** Start of Data for this task **
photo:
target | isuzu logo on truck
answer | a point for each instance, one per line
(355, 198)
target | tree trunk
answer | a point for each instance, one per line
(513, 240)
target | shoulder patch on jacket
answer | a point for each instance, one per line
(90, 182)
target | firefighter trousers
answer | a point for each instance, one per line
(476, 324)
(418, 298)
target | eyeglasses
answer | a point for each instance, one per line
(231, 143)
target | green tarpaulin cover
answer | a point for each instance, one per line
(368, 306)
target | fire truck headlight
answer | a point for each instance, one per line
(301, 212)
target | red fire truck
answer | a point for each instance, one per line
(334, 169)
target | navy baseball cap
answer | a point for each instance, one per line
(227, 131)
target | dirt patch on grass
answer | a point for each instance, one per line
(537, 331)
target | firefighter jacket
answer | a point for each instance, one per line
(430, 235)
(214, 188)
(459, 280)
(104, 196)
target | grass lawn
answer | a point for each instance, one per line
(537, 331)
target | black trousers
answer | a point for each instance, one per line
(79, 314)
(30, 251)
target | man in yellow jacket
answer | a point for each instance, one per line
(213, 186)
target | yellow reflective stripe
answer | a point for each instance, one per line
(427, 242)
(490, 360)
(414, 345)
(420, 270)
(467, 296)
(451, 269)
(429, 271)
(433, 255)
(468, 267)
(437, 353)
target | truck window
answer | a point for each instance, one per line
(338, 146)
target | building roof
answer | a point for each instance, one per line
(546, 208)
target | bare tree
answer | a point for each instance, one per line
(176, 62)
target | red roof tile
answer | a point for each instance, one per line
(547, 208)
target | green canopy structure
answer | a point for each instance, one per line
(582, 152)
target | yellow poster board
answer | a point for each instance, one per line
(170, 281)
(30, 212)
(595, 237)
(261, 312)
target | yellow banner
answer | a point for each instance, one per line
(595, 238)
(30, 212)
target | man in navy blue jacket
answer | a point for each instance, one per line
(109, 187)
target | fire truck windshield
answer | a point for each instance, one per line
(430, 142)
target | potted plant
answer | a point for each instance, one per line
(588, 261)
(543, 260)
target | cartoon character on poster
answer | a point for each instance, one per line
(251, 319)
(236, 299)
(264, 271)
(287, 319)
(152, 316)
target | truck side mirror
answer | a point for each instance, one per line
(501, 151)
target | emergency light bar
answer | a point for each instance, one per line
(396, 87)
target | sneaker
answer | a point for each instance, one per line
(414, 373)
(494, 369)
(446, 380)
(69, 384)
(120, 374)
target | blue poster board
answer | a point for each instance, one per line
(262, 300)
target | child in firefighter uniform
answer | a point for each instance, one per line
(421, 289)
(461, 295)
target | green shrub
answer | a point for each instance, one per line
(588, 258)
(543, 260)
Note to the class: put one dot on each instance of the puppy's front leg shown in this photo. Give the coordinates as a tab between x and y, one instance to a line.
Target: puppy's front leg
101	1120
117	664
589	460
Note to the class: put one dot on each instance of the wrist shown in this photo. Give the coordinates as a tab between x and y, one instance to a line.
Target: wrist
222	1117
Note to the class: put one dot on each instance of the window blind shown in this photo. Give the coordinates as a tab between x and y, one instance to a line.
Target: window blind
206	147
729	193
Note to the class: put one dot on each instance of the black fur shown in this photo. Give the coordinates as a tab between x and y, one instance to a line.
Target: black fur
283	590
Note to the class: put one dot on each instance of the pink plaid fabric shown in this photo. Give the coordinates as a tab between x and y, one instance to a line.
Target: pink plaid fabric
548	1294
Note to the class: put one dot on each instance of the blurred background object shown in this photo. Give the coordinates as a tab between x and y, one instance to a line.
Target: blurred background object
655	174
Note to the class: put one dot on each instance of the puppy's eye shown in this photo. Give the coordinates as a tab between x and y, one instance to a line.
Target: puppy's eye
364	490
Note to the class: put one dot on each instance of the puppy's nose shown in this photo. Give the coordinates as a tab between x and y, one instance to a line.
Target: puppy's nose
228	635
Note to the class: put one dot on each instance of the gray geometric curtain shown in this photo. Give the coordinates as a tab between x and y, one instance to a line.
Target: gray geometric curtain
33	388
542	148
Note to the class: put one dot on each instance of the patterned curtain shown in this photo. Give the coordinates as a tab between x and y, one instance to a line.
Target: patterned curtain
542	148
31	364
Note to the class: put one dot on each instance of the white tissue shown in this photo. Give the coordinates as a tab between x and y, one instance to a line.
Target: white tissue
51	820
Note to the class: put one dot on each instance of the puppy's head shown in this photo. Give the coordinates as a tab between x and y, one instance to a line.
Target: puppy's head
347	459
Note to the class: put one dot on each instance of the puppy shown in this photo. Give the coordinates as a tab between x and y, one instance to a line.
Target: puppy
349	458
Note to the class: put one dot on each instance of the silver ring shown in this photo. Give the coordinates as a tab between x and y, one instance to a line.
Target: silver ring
** End of Data for this task **
**Directions for this task**
Print the lines from the one containing "the puppy shown" through the end of the items, including both ends.

**Response below**
Note to the class: put one dot on each instance of the puppy shown in this photo. Give the coordinates as a tab between x and y, one instance to a line.
Target: puppy
349	458
Note to the class: put one dot on each instance of the silver ring shown in this photo. Give the coordinates as a tab between x and y, one instance to a line.
Target: silver ring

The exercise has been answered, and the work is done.